▸ **AIM OF THE EXERCISE**
Which lines in the rows below contain the word "sleeveless", with case counting? Collect each of those lines in full.

Begin DATA EXTRACT

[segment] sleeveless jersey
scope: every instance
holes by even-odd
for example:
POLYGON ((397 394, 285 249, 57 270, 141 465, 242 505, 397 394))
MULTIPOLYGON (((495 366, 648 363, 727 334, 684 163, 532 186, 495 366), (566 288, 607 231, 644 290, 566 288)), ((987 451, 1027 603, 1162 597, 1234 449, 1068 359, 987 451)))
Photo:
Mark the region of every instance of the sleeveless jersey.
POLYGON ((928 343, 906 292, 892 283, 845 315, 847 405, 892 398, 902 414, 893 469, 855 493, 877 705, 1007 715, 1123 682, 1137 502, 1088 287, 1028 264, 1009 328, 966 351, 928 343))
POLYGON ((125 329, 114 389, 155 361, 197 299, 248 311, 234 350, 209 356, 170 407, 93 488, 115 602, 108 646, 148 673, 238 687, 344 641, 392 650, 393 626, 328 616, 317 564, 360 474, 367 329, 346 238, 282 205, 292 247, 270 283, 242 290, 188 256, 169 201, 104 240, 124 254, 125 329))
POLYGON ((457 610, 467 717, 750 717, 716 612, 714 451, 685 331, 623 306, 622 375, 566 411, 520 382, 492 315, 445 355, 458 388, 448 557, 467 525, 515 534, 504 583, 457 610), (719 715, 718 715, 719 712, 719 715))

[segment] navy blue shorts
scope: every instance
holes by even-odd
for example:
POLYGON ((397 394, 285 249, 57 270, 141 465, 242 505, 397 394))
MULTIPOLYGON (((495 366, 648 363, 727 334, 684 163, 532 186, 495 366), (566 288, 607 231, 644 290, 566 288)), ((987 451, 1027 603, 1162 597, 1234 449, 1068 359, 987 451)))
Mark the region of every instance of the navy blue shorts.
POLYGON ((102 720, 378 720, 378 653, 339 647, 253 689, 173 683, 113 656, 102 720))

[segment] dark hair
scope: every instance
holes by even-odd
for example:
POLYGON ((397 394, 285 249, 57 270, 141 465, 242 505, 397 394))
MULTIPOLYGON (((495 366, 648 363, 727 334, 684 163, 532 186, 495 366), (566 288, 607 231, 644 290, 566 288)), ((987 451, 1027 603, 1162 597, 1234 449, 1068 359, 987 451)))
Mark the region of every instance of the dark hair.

End DATA EXTRACT

▸ **EXPECTED OUTPUT**
[segment] sleeveless jersey
Mark the region of every instance of the sleeveless jersey.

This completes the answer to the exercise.